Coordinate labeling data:
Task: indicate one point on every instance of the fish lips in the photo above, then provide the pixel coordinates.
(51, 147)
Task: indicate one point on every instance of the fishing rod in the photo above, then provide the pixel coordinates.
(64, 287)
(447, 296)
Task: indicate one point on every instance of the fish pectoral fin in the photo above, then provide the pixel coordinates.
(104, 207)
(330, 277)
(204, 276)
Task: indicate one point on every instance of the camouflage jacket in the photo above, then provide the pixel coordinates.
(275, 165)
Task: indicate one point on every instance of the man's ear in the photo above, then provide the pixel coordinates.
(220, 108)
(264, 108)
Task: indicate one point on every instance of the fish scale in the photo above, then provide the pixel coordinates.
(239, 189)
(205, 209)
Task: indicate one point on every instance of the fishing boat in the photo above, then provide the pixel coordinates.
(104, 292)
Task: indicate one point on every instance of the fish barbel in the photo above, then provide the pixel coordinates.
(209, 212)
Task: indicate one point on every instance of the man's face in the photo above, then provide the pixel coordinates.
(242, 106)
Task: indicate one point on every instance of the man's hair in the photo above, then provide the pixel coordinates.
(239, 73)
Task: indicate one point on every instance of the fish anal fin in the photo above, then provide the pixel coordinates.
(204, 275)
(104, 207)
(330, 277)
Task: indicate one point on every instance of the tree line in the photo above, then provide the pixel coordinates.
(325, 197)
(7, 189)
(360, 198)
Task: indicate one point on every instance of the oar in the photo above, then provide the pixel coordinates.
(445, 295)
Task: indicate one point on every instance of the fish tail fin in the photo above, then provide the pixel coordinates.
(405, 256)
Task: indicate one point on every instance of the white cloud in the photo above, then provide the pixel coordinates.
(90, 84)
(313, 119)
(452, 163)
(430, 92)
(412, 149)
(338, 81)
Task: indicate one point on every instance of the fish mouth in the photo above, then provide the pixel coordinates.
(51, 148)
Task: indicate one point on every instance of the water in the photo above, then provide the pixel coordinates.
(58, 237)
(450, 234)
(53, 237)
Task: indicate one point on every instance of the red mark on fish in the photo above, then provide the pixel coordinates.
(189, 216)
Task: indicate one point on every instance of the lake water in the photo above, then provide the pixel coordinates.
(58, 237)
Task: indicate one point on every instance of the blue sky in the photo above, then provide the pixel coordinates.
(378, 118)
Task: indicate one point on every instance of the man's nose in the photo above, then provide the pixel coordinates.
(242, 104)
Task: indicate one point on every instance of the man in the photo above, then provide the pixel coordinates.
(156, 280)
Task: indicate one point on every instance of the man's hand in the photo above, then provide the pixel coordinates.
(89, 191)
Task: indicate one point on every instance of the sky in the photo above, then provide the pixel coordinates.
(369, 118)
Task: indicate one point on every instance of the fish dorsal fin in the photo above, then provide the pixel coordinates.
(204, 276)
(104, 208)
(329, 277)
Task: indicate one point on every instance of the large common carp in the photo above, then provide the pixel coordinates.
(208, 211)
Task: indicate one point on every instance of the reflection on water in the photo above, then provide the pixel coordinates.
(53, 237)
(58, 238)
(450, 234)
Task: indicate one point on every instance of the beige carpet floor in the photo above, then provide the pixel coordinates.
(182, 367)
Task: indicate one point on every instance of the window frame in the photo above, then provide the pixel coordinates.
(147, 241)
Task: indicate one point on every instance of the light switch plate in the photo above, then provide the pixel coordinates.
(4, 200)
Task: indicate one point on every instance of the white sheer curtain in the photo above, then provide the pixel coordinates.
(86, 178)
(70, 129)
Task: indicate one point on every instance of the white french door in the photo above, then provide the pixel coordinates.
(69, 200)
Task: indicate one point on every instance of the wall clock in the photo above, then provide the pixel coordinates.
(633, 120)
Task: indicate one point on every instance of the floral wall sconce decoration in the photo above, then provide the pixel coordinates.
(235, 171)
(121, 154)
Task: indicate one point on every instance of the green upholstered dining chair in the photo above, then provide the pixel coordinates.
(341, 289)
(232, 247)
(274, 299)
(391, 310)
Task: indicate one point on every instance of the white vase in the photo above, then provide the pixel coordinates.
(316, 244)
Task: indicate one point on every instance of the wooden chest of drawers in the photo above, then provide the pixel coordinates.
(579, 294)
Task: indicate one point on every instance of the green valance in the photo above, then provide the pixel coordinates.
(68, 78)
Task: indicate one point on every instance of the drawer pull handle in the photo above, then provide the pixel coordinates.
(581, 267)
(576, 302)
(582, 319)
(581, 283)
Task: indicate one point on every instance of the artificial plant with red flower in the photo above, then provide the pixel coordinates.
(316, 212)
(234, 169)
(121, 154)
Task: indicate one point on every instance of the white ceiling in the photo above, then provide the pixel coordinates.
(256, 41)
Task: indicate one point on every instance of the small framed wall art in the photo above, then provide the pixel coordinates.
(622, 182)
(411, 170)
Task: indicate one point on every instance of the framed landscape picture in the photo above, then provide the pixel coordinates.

• REQUIRED WORK: Starting with the line containing "Task: indicate one point on every instance of the drawer" and going on through the end of the records, write those lines out again with "artificial plant" switched to "silk plant" and everything else unchanged.

• SOLUTION TO THIS PROBLEM:
Task: indicate one point on every instance of the drawer pull handle in the photo above, then provide the pixel coordinates.
(581, 267)
(576, 302)
(582, 319)
(581, 283)
Task: indicate one point on every instance of the silk plant with red flower in the photo above, then provide the pixel coordinates.
(316, 212)
(234, 169)
(121, 154)
Task: indicate one point on every instance of the white ceiling in the photo above, then provide the pixel coordinates.
(256, 41)
Task: indicate one point on every instance of the small framed wall art in the photo above, then provide the pixel coordinates.
(622, 182)
(411, 170)
Task: indicate one point on every instance of the framed landscape picture in the photo above, then provide the pixel coordinates.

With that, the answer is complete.